■ TEXTO FUENTE ■
+++++

Diciembre siempre llega con la impresión de que el mundo se ablanda un poco. Las luces caen sobre las ciudades como una especie de tregua emocional, y por un instante parece que todos habitamos una misma idea de esperanza. La Navidad tiene ese encanto: promete un respiro, una pausa luminosa en medio del desgaste del año. Pero mientras más brilla, más revela. Esa es su otra cara, la que incomoda.

Porque la Navidad es universal, pero el acceso al romance de ella no. Y ahí empieza la paradoja: una celebración pensada para unir revela, con precisión, cuán separados estamos.

El capitalismo nos vende diciembre como un oasis emocional: cenas abundantes, rituales cálidos, consumo disfrazado de afecto. Las ciudades se llenan de luces, las marcas de promesas, las calles de expectativas sociales. Pero por debajo de ese resplandor hay un recordatorio incómodo: el sistema que construyó esta temporada también excluye a la mayoría de quienes están obligados a celebrarla.
En los países donde el capital circula sin tantos obstáculos, diciembre puede ser simplemente un pequeño exceso anual. Pero en regiones como México y Latinoamérica —donde la desigualdad es persistente, estructural y heredada— la temporada decembrina se convierte en un espejo de lo que no se tiene.
No hace falta buscar demasiado para notarlo. El 1 % más rico de México concentra alrededor del 35 % del ingreso nacional, mientras que el 10 % más pobre apenas alcanza un 2 %. La brecha entre ambos extremos es brutal: el ingreso mensual del sector más acomodado supera al del más vulnerable en 442 veces; según el último Panorama Social de América Latina del CEPAL y los informes de ingresos del INEGI. No son sólo números: son distancias emocionales, sociales y simbólicas que diciembre expone sin piedad.

+++++

■ SECCIÓN DE DATOS ■
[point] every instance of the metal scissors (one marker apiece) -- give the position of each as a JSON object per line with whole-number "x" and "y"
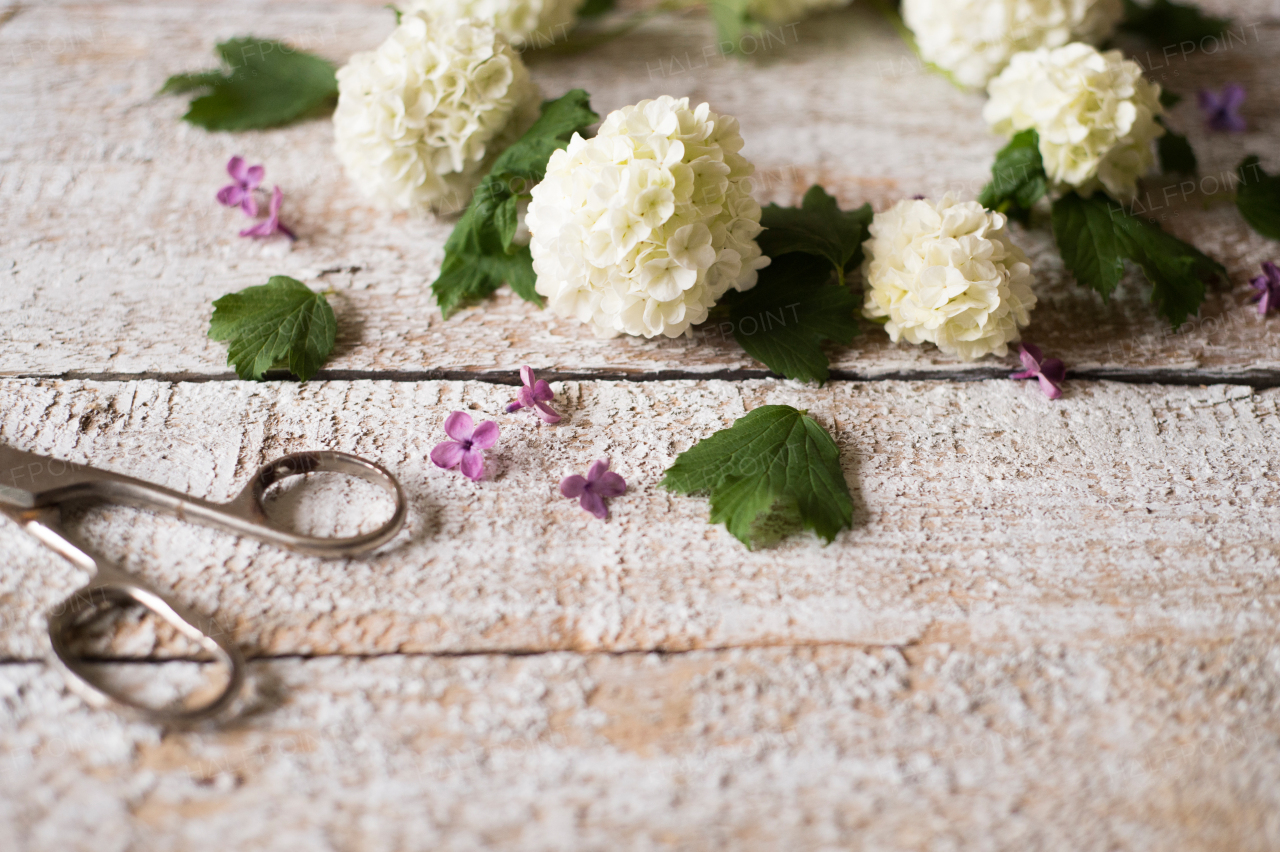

+++++

■ RETO ■
Responde estas preguntas a partir del texto sobre la Navidad:
(a) ¿Qué porcentaje del ingreso nacional concentra el 1 % más rico de México?
(b) ¿Con qué tres adjetivos se describe la desigualdad en regiones como México y Latinoamérica?
(c) ¿Como qué nos vende el capitalismo diciembre?
Los datos proceden de una fuente distinta a la del texto.

■ RESPUESTA ■
(a) El 1 % más rico de México concentra alrededor del 35 % del ingreso nacional.
(b) La desigualdad se describe como persistente, estructural y heredada.
(c) El capitalismo nos vende diciembre como un oasis emocional.